#### [COSA FARE]
1/ Nel testo sul jazz in Italia, dove e in quale data si è svolta la presentazione del libro di Adriano Mazzoletti?
2/ Riprendi il testo sul jazz in Italia e proseguilo a partire dall'ultima frase riportata.

#### [TESTO DA LEGGERE]
★ ★ ★
Il Jazz in Italia Presentazione del libro di Adriano Mazzoletti Auditorium Parco della Musica in Roma, 28 maggio 2010 di Fabrizio Ciccarelli e Andrea Valiante foto di Riccardo Musacchio & Flavio Ianniello
Gli amanti del jazz come
Adriano
Mazzoletti sono più unici che rari nel nostro panorama musicale. Un
artista, anche più che giornalista, dedito per tutta la sua vita a collezionare,
archiviare, studiare, accumulare una quantità impressionante di produzioni musicali,
documenti, testimonianze, aneddoti sul jazz italiano dal momento in cui le blue
notes hanno cominciato a diffondersi nella penisola al tramonto della seconda
guerra mondiale. Ognuno che si interessi di jazz, professionalmente o per passione,
non può non riconoscere quanto
Mazzoletti
abbia ideato per diffondere non solo il sound di Parker, Davis e Coltrane, ma anche
quello dell'italian stile di Natalino Otto,
Franco Cerri,
Gorni
Kramer, Jula de Palma, Nicola Arigliano,
Giorgio Gaslini,
Enrico Intra, Enrico Rava,
Massimo Urbani,
Paolo Fresu
e tanti altri, riconoscendo per primo quanto questo modus fosse del tutto originale,
al pari – ed in realtà ancor più espressivo - di quello sudafricano, scandinavo,
francese, slavo o latino.
★ ★ ★
#### [ESTRATTO DEI DATI]
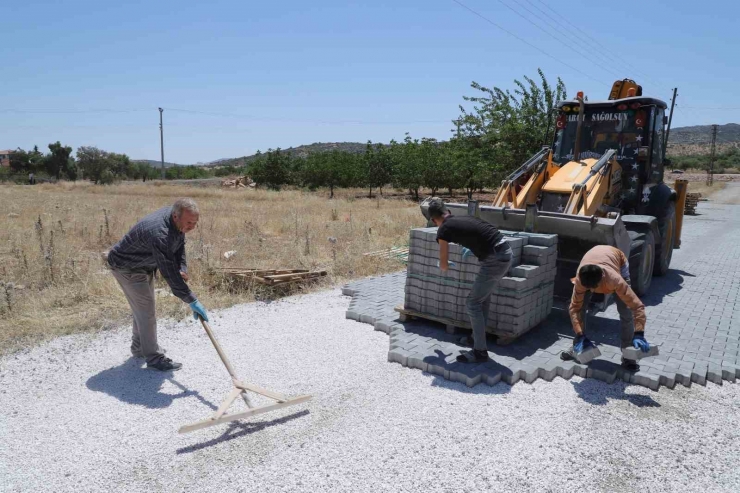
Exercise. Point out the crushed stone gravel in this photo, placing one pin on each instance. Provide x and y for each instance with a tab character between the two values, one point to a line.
79	415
★ ★ ★
#### [RISPOSTE AI COMPITI]
1/ All'Auditorium Parco della Musica di Roma, il 28 maggio 2010.

2/
La necessità di catalogare e di diffondere questa
mole di utilissime informazioni è la spinta che ha portato alla nascita del libro
"Il Jazz in Italia. Dallo Swing agli anni Sessanta", pubblicato da EDT e
presentato il ventotto maggio 2010 all'Auditorium
Parco della Musica in un evento nel quale si sono esibiti più di cinquanta artisti,
tra i quali brillano alcuni dei musicisti e delle band che hanno scritto (sui libri
e sui pentagrammi) la storia del jazz italiano.
La serata non si concentra però solo sulla musica:
Mazzoletti
ha voluto soprattutto creare uno spazio di discussione fatto di memorie, di ricordi,
di episodi e racconti, portando sul palco i volti e le testimonianze di colleghi
e amici, quali Marcello Piras, Leone Piccioni, Marco Santoro
ed Enrico
Pieranunzi (il quale ha redatto l'introduzione del testo), tra i personaggi
più significativi del periodo storico-musicale su cui si concentra il suo libro.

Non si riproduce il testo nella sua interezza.